Records for this exercise Block Start

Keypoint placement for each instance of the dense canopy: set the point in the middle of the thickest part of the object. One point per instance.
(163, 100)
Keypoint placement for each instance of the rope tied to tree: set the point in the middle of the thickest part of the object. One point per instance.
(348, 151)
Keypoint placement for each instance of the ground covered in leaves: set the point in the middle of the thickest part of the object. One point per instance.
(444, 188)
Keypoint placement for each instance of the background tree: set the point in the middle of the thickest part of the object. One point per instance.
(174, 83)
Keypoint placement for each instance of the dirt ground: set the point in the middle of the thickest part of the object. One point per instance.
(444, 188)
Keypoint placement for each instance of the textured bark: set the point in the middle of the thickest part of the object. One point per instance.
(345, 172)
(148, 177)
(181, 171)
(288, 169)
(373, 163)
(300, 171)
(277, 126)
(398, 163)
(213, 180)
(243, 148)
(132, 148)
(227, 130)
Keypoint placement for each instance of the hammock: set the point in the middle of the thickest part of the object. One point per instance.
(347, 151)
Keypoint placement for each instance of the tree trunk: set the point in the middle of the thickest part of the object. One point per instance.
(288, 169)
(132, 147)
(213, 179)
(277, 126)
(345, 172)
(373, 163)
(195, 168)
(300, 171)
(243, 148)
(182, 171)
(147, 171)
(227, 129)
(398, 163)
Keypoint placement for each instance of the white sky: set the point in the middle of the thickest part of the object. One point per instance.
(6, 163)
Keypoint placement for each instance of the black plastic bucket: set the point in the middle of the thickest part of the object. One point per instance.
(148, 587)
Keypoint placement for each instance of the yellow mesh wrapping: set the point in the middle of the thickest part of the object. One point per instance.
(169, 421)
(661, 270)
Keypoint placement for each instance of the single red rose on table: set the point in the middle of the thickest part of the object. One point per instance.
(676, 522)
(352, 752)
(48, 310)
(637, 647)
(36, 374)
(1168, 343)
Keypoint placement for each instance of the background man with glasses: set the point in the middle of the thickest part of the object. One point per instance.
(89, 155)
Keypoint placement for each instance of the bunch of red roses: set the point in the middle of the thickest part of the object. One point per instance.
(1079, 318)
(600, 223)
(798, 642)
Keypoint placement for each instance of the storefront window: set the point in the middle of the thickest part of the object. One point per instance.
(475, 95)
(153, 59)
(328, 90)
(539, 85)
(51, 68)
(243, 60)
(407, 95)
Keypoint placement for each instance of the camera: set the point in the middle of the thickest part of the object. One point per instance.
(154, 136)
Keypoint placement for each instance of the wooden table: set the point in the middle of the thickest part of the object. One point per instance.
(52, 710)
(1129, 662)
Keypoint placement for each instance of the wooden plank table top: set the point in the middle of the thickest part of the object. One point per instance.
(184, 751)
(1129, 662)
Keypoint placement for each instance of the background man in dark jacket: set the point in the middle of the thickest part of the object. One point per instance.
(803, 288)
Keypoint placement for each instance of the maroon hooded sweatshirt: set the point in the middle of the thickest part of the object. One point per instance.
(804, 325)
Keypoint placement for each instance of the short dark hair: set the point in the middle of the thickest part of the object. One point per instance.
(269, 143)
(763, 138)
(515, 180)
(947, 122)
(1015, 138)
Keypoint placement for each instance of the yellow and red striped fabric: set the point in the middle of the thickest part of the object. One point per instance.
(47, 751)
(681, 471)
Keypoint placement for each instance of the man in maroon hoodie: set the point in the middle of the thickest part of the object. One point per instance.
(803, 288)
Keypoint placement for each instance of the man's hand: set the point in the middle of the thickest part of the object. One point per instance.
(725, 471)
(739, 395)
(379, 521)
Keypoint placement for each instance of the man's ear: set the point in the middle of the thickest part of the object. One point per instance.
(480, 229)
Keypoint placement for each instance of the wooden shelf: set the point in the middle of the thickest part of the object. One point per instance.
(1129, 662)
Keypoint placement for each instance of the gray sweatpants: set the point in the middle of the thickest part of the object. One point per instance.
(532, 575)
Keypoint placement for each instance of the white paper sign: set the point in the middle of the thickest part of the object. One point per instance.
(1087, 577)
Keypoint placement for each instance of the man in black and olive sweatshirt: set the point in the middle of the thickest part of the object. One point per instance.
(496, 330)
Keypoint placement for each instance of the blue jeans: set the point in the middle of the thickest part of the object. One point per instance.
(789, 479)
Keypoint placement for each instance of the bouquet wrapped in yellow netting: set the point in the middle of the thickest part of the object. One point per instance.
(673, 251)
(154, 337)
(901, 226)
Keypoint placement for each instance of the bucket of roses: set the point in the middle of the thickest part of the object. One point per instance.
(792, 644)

Records for this exercise Block End

- Brief
Each record needs to be copied out again, letter for letter.

- Written answer
Keypoint placement for each instance of the dense canopy: set the point in the middle of the thickest part of the object. One point per instance.
(163, 100)
Keypoint placement for each instance of the rope tied to tree: set the point in the middle of the thickest part of the object. One point per instance.
(348, 151)
Keypoint placement for each instance of the ground covered in leaves: set the point in the middle of the thickest part of the object. One point per instance.
(444, 188)
Keypoint placement for each instance of the background tree: set the point in the middle of the thickest part of the object. One point per instance.
(174, 83)
Keypoint placement for each instance of the dirt ground: set the point in the middle of the thickest part of the object. One point per instance.
(444, 188)
Keypoint placement for each instance of the textured bark: set the point in the middle of the thickest part of the object. One point per instance.
(345, 172)
(148, 177)
(181, 171)
(288, 169)
(373, 163)
(300, 171)
(277, 126)
(398, 163)
(213, 180)
(243, 148)
(132, 148)
(227, 130)
Keypoint placement for each instance of the hammock: set the point in the middle of the thickest part of the object. One point per instance.
(347, 151)
Keypoint placement for each instance of the tree trunk: set the point in the middle of the thickest part of the object. One point per instance.
(288, 169)
(132, 147)
(213, 179)
(277, 126)
(345, 172)
(373, 163)
(195, 168)
(300, 171)
(243, 148)
(182, 171)
(147, 171)
(227, 129)
(398, 163)
Keypoint placement for each instance of the white sky: set the point in the middle of the thickest part of the object. One point per instance.
(6, 163)
Keypoint placement for each instance of the black plastic bucket: set the point in the middle of the thickest part of the object. One point per instance.
(148, 587)
Keypoint placement for each instance of the yellow mesh wrapping: set the point in the middle of the thickest part of the object. One point per instance.
(169, 421)
(661, 270)
Keypoint placement for each instance of the single red rose on table: set the point in the middle of the thickest part of the object. One point per instance.
(676, 522)
(352, 752)
(48, 310)
(637, 647)
(36, 374)
(1168, 343)
Keypoint placement for each instance of the background man with glasses: set the point in the middle of the thickest part of the object. One point per instance.
(89, 155)
Keypoint placement for each instance of the bunch of red roses: set the point in the middle of the thickest part of the object. One point per instance.
(1079, 318)
(600, 223)
(798, 642)
Keypoint placement for each instance of the storefront window: set the point in the middle of the thickest part of the object. One point per instance.
(475, 95)
(153, 59)
(328, 90)
(539, 85)
(51, 68)
(243, 60)
(407, 95)
Keypoint placement for each instance of the camera: set the point in the middle of the thickest part of the object. One point per instance.
(154, 136)
Keypoint placement for each instance of the wooden table: set the point in the middle of the thickest part of the object. One point per instance.
(52, 710)
(1129, 662)
Keypoint placement for each instance of the wooden plank table top: set the point in the middle of the thickest part of the object. One point per instance.
(184, 751)
(1129, 662)
Keypoint placement for each instance of the background man in dark jacket: set the point in the middle of the thickest part of the object. One point per instance.
(803, 288)
Keypoint placement for each instance of the maroon hooded sweatshirt: set the point in the middle of the thickest part of the object. One point per instance.
(804, 325)
Keypoint placement for each instance of the short dark hair: set the point in the middle of the thickest part of the object. One point per instance.
(269, 143)
(763, 138)
(515, 180)
(947, 122)
(1015, 138)
Keypoint placement for each instance of the yellow and red striped fabric: set the point in the middle of the thickest part of the object. One point per instance.
(47, 751)
(681, 471)
Keypoint placement for each instance of the man in maroon hoodie: set the point in the middle of the thickest part of the object. One point per instance.
(803, 288)
Keypoint placement for each instance of the man's hand: set the point in the middle of the thickest part of the object. One point per instance.
(725, 471)
(739, 395)
(379, 521)
Keypoint placement for each instance of the man's ear: set the point in the middle of the thickest part of the object. One point per instance.
(480, 229)
Keypoint placement for each instance of the wooden shelf: set the point in the middle of the thickest part of the object. One point per instance.
(1129, 662)
Keypoint placement for each instance of the gray sweatpants: set the point in the middle of the thickest part of the object. One point per instance.
(532, 575)
Keypoint placement for each instance of the white paper sign: set the point in the middle of the thickest part of the object. One point per instance.
(1087, 577)
Keypoint placement for each instance of the man in black and olive sweatshirt: set the point in the middle of the thickest part of the object. One point per instance.
(496, 330)
Keypoint placement for each instance of the blue jeans: set the point in the middle of the thickest part of the object. One point per instance.
(789, 479)
Keypoint placement for each instance of the bouquet wrapped in yellow netting: set the point in the middle of the thickest part of the object. One point per instance.
(673, 251)
(154, 337)
(901, 226)
Keypoint placement for each instance of the bucket of roses: set the point in the middle of the thickest part of the object. One point per instance.
(792, 644)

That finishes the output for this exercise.